═════ Document passage

The helper is not used as observer, it's more something needed to build
the defuse chains. When the analysis data is collected I need to know if
a DeclVarRef is a definition or an use. And this is DefUse::Helper
business. Most of the time the user will not need to redefine the
behaviour, it could happen and I want to give the opportunity for that.
Anyway now I separated the Visitor from the HandleXXX method. It's a
little bit cleaner but the concept is still the same.
>
> As an alternative, consider the "observer" interface provided by
> Clang's LiveVariables analysis ('include/clang/Analysis/Analyses/
> LiveVariables.h'). Here the LiveVariables implementation is
> completely opaque, but allows clients to provide an "Observer" object
> so they can query liveness information at specific subexpressions.
> The dead stores checker uses this interface to find dead stores, and
> it can do so without any knowledge of how the LiveVariables analysis
> calculates its liveness information. It makes the API much simpler,
> and disentangles the implementation of LiveVariables from its clients.
>
> More specifically, the HandleXXX methods look like they are part of
> the "observer" interface, while the VisitXXX methods look like they
> are part of the DefUse implementation. Your use of the pimpl idiom
> implies you want to keep some of this implementation hidden. Why not
> just separate the implementation of the DefUse algorithm completely
> from the HandleXXX methods and keep those in the DefUseHelper. The
> DefUse algorithm can then check to see if a DefUseHelper object is
> provided, and if so, call the appropriate HandleXXX methods.
>
> > } // end namespace defuse
> >
> > //===------------------------- DefUse -------------------------===//
> >
> > class DefUse {
> > ASTContext const& ctx;
> > defuse::DefUseData const* analysis_data;
> > defuse::VarDeclMap const* decl_map;
> > defuse::VarRefBlockMap const* block_map;
> > unsigned const num_cfg_blocks;
>
> Again, just my comment on the naming convention for variables.
>
> >
> > DefUse(ASTContext const& ctx_,
> > defuse::DefUseData const* analysis_data_,
> > defuse::VarDeclMap const* decl_map_,
> > defuse::VarRefBlockMap const* block_map_,
> > unsigned num_blocks) :
>
> Please do not use trailing underscores in variable names.

══════════
═════ Dataset extract

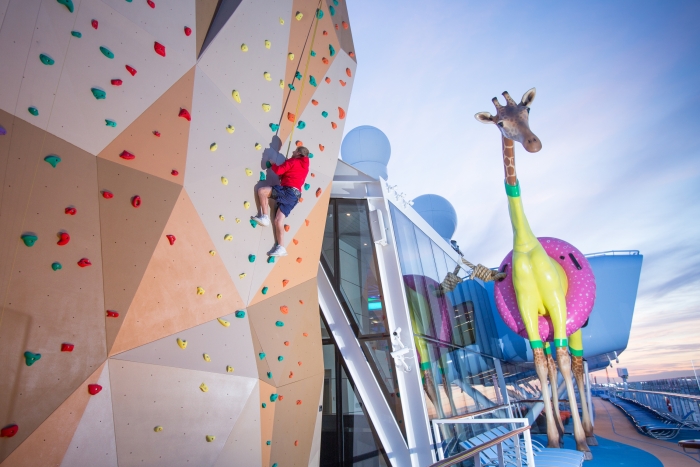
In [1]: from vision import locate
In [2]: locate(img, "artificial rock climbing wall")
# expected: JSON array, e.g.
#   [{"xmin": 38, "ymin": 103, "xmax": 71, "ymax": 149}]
[{"xmin": 0, "ymin": 0, "xmax": 356, "ymax": 467}]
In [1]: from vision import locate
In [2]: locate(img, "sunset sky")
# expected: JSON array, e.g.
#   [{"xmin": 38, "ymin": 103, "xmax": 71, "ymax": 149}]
[{"xmin": 345, "ymin": 0, "xmax": 700, "ymax": 379}]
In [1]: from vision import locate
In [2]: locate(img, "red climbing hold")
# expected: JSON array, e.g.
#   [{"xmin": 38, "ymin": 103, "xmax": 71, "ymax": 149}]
[
  {"xmin": 0, "ymin": 425, "xmax": 19, "ymax": 438},
  {"xmin": 153, "ymin": 42, "xmax": 165, "ymax": 57},
  {"xmin": 56, "ymin": 232, "xmax": 70, "ymax": 246}
]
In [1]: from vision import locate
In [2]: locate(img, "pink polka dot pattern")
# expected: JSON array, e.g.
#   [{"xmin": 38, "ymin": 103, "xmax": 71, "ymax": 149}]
[{"xmin": 495, "ymin": 237, "xmax": 595, "ymax": 342}]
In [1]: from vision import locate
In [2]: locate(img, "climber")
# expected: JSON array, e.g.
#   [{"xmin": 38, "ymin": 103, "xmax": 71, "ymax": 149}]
[{"xmin": 251, "ymin": 146, "xmax": 309, "ymax": 256}]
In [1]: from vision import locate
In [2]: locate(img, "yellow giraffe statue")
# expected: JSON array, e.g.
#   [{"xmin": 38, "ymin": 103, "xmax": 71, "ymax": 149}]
[{"xmin": 475, "ymin": 88, "xmax": 593, "ymax": 460}]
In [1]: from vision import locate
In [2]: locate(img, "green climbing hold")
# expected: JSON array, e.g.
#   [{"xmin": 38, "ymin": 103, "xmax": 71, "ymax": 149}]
[
  {"xmin": 90, "ymin": 88, "xmax": 107, "ymax": 99},
  {"xmin": 22, "ymin": 234, "xmax": 39, "ymax": 246},
  {"xmin": 44, "ymin": 154, "xmax": 61, "ymax": 169},
  {"xmin": 39, "ymin": 54, "xmax": 56, "ymax": 65},
  {"xmin": 56, "ymin": 0, "xmax": 74, "ymax": 13},
  {"xmin": 24, "ymin": 351, "xmax": 41, "ymax": 366},
  {"xmin": 100, "ymin": 46, "xmax": 114, "ymax": 58}
]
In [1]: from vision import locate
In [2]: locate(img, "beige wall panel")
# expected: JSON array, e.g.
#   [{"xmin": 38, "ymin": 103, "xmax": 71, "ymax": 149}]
[
  {"xmin": 0, "ymin": 363, "xmax": 108, "ymax": 467},
  {"xmin": 0, "ymin": 0, "xmax": 40, "ymax": 119},
  {"xmin": 249, "ymin": 181, "xmax": 331, "ymax": 306},
  {"xmin": 98, "ymin": 67, "xmax": 195, "ymax": 185},
  {"xmin": 61, "ymin": 361, "xmax": 117, "ymax": 467},
  {"xmin": 47, "ymin": 0, "xmax": 195, "ymax": 155},
  {"xmin": 97, "ymin": 158, "xmax": 182, "ymax": 351},
  {"xmin": 109, "ymin": 360, "xmax": 257, "ymax": 467},
  {"xmin": 249, "ymin": 278, "xmax": 323, "ymax": 388},
  {"xmin": 0, "ymin": 132, "xmax": 106, "ymax": 464},
  {"xmin": 214, "ymin": 381, "xmax": 262, "ymax": 467},
  {"xmin": 270, "ymin": 372, "xmax": 323, "ymax": 467},
  {"xmin": 279, "ymin": 0, "xmax": 340, "ymax": 143},
  {"xmin": 109, "ymin": 190, "xmax": 249, "ymax": 354}
]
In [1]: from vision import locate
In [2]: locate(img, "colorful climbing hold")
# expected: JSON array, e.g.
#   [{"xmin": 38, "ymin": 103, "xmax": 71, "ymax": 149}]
[
  {"xmin": 24, "ymin": 351, "xmax": 41, "ymax": 366},
  {"xmin": 21, "ymin": 234, "xmax": 39, "ymax": 246}
]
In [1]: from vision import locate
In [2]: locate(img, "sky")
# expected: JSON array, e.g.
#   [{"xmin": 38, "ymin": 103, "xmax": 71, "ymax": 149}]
[{"xmin": 345, "ymin": 0, "xmax": 700, "ymax": 379}]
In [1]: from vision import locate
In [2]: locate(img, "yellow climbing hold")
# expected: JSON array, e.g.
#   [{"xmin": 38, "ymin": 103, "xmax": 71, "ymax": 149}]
[{"xmin": 216, "ymin": 318, "xmax": 231, "ymax": 327}]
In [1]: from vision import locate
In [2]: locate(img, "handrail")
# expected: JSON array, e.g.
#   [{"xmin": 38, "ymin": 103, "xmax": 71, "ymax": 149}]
[{"xmin": 430, "ymin": 426, "xmax": 530, "ymax": 467}]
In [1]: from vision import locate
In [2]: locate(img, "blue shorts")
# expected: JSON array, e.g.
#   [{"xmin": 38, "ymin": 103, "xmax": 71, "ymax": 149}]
[{"xmin": 271, "ymin": 185, "xmax": 301, "ymax": 217}]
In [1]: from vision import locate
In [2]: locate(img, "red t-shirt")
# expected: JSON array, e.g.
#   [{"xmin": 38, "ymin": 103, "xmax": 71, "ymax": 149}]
[{"xmin": 270, "ymin": 157, "xmax": 309, "ymax": 191}]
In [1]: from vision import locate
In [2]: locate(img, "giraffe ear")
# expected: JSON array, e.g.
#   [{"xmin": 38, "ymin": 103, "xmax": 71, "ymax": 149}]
[
  {"xmin": 520, "ymin": 88, "xmax": 537, "ymax": 107},
  {"xmin": 474, "ymin": 112, "xmax": 496, "ymax": 123}
]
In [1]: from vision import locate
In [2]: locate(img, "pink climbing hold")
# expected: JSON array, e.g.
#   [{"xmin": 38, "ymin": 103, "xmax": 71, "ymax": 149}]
[
  {"xmin": 153, "ymin": 42, "xmax": 165, "ymax": 57},
  {"xmin": 56, "ymin": 232, "xmax": 70, "ymax": 246}
]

══════════

=== Work to complete ===
Transcribe the DefUse discussion word for word, starting at "Anyway now I" and ending at "from its clients.".

=== Result of the exercise ===
Anyway now I separated the Visitor from the HandleXXX method. It's a
little bit cleaner but the concept is still the same.
>
> As an alternative, consider the "observer" interface provided by
> Clang's LiveVariables analysis ('include/clang/Analysis/Analyses/
> LiveVariables.h'). Here the LiveVariables implementation is
> completely opaque, but allows clients to provide an "Observer" object
> so they can query liveness information at specific subexpressions.
> The dead stores checker uses this interface to find dead stores, and
> it can do so without any knowledge of how the LiveVariables analysis
> calculates its liveness information. It makes the API much simpler,
> and disentangles the implementation of LiveVariables from its clients.